## BEGIN Exercise input

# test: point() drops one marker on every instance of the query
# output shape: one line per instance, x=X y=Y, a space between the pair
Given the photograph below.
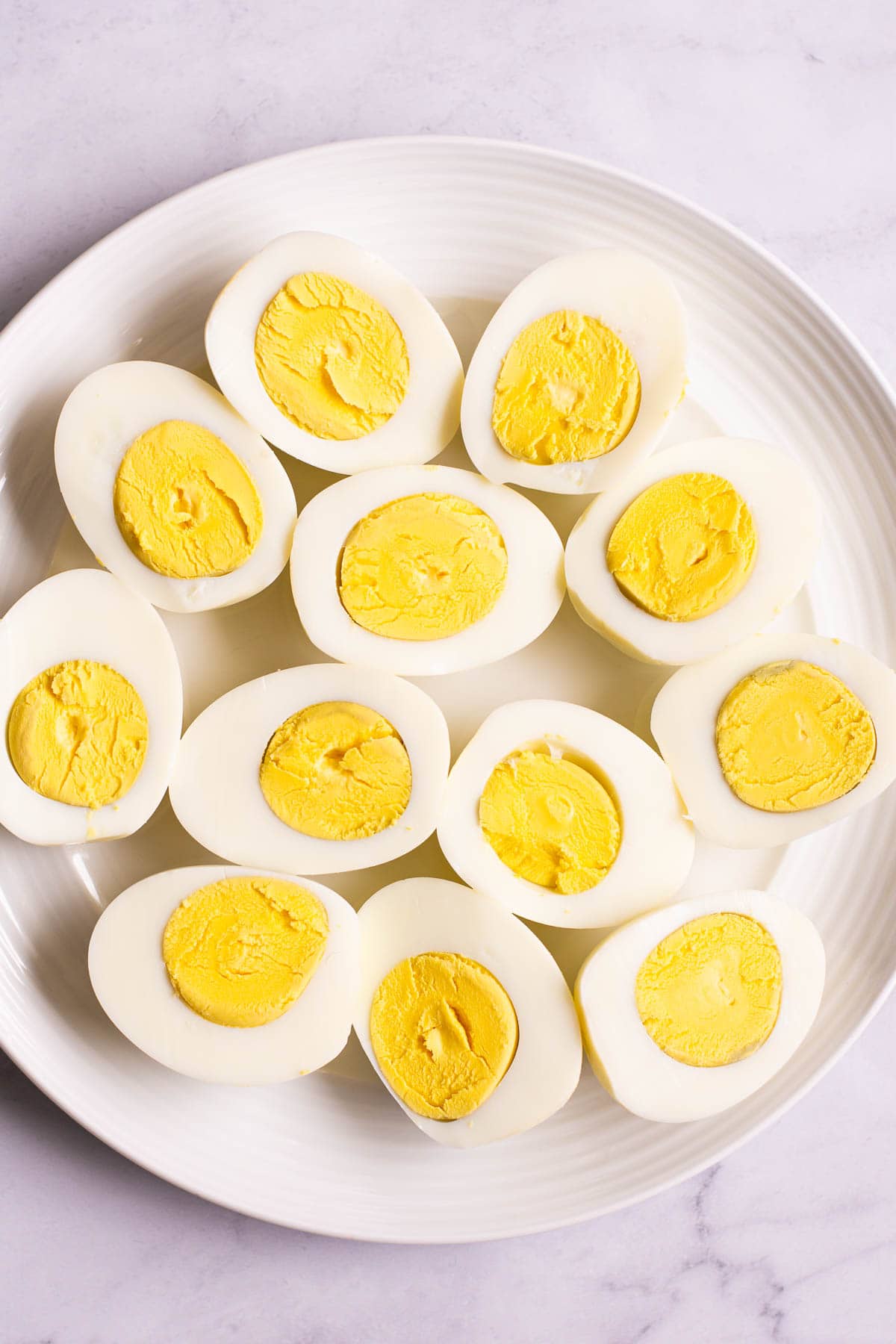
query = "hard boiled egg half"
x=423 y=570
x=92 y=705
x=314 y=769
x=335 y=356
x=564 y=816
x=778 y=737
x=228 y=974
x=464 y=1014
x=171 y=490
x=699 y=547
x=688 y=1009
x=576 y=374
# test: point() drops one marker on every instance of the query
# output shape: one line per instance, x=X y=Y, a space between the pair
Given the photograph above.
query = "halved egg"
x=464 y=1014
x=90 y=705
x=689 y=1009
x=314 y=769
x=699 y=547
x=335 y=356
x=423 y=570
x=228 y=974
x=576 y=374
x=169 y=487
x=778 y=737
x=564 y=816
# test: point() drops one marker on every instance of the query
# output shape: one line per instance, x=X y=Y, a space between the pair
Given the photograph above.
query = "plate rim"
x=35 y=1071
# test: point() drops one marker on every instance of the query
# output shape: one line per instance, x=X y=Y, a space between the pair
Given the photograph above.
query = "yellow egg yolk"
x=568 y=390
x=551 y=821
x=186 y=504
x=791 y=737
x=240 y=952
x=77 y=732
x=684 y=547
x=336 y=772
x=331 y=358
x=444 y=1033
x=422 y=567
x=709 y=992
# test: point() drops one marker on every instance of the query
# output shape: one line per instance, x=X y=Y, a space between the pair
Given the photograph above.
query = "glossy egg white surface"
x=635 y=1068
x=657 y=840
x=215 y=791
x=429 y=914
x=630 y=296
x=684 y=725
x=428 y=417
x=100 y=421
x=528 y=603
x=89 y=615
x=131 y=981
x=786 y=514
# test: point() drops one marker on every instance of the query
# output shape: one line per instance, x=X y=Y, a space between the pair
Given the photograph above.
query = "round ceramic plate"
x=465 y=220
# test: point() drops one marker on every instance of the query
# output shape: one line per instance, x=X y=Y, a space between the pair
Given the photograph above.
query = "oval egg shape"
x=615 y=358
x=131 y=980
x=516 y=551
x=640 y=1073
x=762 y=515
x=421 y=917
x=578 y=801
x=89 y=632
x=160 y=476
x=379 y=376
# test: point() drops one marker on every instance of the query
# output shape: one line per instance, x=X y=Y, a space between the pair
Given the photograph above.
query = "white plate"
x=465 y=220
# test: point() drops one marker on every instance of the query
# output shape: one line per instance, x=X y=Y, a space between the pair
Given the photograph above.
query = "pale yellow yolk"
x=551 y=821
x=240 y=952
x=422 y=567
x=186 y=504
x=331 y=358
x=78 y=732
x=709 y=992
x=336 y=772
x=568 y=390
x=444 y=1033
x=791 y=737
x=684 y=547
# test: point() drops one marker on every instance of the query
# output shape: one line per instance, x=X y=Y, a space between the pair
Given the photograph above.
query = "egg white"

## END Exercise input

* **Aim of the exercise**
The records above must be transcribed exactly. Pictures are left out of the copy.

* **Answer for the task**
# test: point() drops one marker on every instance of the query
# output shape: one line per instance, x=X y=Y, a space between the pair
Given the photograph below.
query = "hard boiled egg half"
x=423 y=570
x=92 y=705
x=314 y=769
x=335 y=356
x=564 y=816
x=778 y=737
x=228 y=974
x=464 y=1014
x=171 y=490
x=699 y=547
x=688 y=1009
x=576 y=374
# test: point() drops one marker on every instance of the query
# output shape: one line per instance, x=X y=Y, a space between the pair
Given the photograph above.
query = "halved egg"
x=464 y=1014
x=90 y=705
x=689 y=1009
x=314 y=769
x=699 y=547
x=335 y=356
x=423 y=570
x=228 y=974
x=576 y=374
x=169 y=487
x=778 y=737
x=564 y=816
# test: point() drops one marker on every instance of the query
# output shape: one line per instance, x=X y=Y, a space between the pair
Given the photograph above.
query = "plate rim"
x=35 y=1071
# test: point() drops one marker on every instance of the query
# output shape: one line per instance, x=X y=Y, a space between the pair
Given the photograph above.
query = "yellow egg yolk"
x=568 y=390
x=551 y=821
x=186 y=504
x=791 y=737
x=240 y=952
x=77 y=732
x=684 y=547
x=336 y=772
x=331 y=358
x=444 y=1033
x=422 y=567
x=709 y=992
# test: point() drops one marker on every instance of the query
# output shape: one line per instance, x=X y=Y, a space between the pair
Given the photograph above.
query = "glossy egg white surface"
x=635 y=1068
x=657 y=840
x=215 y=791
x=429 y=914
x=630 y=296
x=684 y=725
x=428 y=417
x=100 y=421
x=528 y=603
x=89 y=615
x=131 y=981
x=786 y=514
# test: point() drops one marker on every instance of the query
# output shape: one line per instance, x=X y=Y, a space between the pair
Given the photograph above.
query = "round ceramic plate"
x=465 y=220
# test: point() drops one marker on every instance of the query
# output shape: one line per instance, x=X y=Y, a space between the pair
Given the photograph above.
query = "oval egg shape"
x=615 y=358
x=131 y=980
x=516 y=551
x=640 y=1073
x=762 y=515
x=421 y=917
x=578 y=801
x=89 y=632
x=160 y=476
x=379 y=376
# test: point() drops one marker on every instance of the query
# output shape: one line per instance, x=X y=Y, a space between the pair
Given the photograph above.
query = "white plate"
x=465 y=220
# test: point() drops one marker on every instance of the query
# output shape: one line per instance, x=X y=Y, a space between the pair
Given the photograph above.
query = "pale yellow yolk"
x=551 y=821
x=240 y=952
x=422 y=567
x=186 y=504
x=331 y=358
x=78 y=732
x=709 y=992
x=336 y=772
x=568 y=390
x=444 y=1033
x=791 y=737
x=684 y=547
# test: point() drops one marker on every instance of the query
# output shape: one line per instance, x=X y=Y, a space between the pair
Given the photograph above.
query = "egg white"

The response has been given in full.